TO DO: Copy the records below verbatim, keeping every line, number and spacing unchanged.

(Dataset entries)

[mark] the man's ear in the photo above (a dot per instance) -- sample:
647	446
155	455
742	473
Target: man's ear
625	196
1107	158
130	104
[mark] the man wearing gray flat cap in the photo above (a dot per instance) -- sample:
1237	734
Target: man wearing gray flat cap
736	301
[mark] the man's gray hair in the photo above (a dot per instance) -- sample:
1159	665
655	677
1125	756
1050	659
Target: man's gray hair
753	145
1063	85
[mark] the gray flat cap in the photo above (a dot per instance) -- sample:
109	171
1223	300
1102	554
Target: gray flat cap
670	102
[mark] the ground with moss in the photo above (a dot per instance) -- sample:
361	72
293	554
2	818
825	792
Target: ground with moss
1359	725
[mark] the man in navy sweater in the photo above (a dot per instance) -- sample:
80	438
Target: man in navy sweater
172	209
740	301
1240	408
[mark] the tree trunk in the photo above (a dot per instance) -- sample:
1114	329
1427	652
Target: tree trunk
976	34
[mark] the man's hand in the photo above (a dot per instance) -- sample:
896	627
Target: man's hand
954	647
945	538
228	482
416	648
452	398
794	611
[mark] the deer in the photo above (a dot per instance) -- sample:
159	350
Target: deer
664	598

ANSWER:
[mark] the man's ear in the photo above (a dot per instance) -- sample:
647	446
155	455
742	473
Target: man's ear
625	196
1107	158
130	104
[mark] the man wearing gray flat cap in the photo above (a dot per instance) -- sample:
1237	734
Target: man wearing gray flat cap
736	301
[mark] the man's gray hair in the photo above (a dot per instance) -- sample:
1159	665
655	677
1125	756
1050	659
Target: man's gray hair
753	145
1063	85
[mark] the gray flat cap in the photo above (a dot per instance) -- sample:
109	171
1223	300
1102	554
Target: gray flat cap
670	102
[mark] the ground with moss in the photo above (a dot per instance) -- sample:
361	72
293	554
2	818
825	792
Target: ground with moss
1359	725
[mark] the man in navy sweater in the photo above (a dot per instance) -- sample:
80	438
Target: man in navy sweater
172	209
740	301
1240	408
[mark] the tree trunk in the photo above (a dot per instance) -- sample:
1114	329
1427	652
Target: tree trunk
976	34
[mark] the man's hand in the photo above (a dot per instance) -- sample:
896	627
Target: man's hand
954	647
945	538
228	482
416	648
452	398
794	611
[mark] the deer in the photo above (a dot per instance) -- sample:
159	350
Target: deer
664	598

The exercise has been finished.